------ DATA ENTRIES

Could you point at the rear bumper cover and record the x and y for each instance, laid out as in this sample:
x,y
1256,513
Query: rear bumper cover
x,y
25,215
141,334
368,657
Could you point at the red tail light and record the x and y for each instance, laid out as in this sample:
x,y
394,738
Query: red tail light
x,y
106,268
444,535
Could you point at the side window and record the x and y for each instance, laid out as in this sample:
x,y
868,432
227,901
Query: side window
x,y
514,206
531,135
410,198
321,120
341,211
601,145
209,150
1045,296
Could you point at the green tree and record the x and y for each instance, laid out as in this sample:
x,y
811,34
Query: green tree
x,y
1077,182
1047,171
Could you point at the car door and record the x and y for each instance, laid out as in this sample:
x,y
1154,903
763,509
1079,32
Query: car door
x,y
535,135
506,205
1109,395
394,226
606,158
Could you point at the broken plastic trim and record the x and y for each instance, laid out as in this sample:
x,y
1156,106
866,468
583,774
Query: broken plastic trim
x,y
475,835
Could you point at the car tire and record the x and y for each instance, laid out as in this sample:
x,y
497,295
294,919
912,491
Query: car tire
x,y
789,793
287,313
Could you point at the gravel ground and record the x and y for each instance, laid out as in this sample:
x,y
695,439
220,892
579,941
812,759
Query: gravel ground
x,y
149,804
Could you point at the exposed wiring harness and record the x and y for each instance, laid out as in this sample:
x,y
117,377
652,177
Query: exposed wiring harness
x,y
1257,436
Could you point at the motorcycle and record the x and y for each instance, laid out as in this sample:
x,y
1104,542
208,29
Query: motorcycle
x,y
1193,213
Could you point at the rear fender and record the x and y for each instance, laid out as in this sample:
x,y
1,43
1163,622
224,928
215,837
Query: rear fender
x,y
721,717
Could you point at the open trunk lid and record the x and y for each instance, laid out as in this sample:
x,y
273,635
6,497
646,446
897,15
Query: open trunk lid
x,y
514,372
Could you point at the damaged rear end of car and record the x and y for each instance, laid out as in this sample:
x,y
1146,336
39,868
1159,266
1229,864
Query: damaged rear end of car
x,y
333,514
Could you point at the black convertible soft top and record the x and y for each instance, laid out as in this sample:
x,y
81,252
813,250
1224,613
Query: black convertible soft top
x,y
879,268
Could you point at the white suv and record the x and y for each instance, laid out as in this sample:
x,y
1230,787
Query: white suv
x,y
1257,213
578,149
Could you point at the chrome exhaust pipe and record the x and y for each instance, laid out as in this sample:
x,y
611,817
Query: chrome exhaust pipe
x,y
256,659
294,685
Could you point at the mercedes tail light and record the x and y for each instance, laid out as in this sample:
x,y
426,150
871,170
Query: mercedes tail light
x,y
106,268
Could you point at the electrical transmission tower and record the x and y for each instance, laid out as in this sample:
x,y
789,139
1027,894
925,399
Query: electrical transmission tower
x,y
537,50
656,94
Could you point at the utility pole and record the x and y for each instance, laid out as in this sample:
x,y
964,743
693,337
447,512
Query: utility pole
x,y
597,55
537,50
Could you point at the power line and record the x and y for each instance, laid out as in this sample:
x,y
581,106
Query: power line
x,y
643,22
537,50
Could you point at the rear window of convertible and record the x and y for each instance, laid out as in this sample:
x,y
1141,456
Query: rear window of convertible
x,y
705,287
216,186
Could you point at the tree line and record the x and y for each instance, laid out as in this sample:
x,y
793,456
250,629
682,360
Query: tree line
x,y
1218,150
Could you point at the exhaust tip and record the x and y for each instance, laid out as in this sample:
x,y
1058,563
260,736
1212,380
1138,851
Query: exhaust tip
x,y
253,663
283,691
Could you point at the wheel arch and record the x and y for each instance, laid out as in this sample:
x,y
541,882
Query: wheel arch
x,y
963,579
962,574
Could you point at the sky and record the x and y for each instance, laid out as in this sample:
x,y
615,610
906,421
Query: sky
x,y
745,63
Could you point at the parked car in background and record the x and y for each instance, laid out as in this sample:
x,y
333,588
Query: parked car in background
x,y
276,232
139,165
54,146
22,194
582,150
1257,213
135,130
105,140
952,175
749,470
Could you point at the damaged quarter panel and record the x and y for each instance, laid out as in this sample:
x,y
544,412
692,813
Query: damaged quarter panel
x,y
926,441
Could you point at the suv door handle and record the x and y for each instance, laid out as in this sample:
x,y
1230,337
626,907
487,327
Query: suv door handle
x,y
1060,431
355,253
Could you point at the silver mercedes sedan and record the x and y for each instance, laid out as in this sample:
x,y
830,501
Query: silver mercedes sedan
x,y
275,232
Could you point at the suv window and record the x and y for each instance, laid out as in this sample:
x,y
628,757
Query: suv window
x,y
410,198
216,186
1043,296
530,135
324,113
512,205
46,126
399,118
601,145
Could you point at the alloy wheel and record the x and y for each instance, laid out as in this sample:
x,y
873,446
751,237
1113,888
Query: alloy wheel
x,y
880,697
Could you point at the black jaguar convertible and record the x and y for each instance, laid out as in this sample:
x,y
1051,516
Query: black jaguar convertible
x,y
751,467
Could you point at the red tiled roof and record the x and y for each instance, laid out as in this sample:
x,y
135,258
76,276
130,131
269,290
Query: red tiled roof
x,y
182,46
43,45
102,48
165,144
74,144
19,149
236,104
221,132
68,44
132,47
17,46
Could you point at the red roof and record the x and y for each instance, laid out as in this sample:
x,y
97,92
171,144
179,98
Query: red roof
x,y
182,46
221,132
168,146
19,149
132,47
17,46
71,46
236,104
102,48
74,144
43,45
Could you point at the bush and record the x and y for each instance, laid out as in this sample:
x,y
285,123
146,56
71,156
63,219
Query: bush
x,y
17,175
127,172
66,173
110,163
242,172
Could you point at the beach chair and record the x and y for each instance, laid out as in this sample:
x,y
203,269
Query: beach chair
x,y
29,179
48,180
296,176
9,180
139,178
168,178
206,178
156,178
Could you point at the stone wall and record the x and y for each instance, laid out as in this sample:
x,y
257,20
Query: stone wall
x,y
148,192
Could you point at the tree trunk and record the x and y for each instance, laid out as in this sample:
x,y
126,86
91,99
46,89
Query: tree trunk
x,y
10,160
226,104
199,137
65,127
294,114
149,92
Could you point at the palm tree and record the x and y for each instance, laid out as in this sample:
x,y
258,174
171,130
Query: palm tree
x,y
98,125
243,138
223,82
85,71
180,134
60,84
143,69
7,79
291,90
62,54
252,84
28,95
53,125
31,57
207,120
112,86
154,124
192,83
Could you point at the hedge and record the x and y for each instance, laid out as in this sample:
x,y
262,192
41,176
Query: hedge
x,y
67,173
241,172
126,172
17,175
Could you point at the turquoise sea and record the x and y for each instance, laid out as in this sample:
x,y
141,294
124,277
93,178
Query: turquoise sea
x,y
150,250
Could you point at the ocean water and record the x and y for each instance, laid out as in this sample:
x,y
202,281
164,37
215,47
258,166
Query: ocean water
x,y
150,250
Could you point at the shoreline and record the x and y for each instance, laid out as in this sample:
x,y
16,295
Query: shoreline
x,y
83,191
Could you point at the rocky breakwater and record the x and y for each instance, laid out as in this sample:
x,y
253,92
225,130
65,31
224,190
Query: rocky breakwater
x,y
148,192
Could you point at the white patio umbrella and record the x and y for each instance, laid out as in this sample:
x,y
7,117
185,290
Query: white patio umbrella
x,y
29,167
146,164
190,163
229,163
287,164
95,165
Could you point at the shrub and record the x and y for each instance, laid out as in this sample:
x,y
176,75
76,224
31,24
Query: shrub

------------

# WORK INSTRUCTIONS
Retype exactly, please, each line from the line that contains "Could you point at the shoreline" through the last line of the entries above, with nothing added.

# WORKED SOLUTION
Could you point at the shoreline and record the x and y for each instance, laid out as in this sample:
x,y
16,295
Query: shoreline
x,y
83,191
Could you point at the rocky breakwater and record the x and y for each instance, laid out as in this sample:
x,y
253,92
225,130
65,31
224,190
Query: rocky breakwater
x,y
148,192
Could you point at the white patio umbrella and record the x and y for each instance, laid out as in this sample:
x,y
7,117
185,290
Query: white patio umbrella
x,y
29,167
146,164
190,163
229,163
287,164
95,165
Could you point at the shrub and record the x and y for each instance, laid out as in this sample:
x,y
176,75
76,224
31,24
Query: shrub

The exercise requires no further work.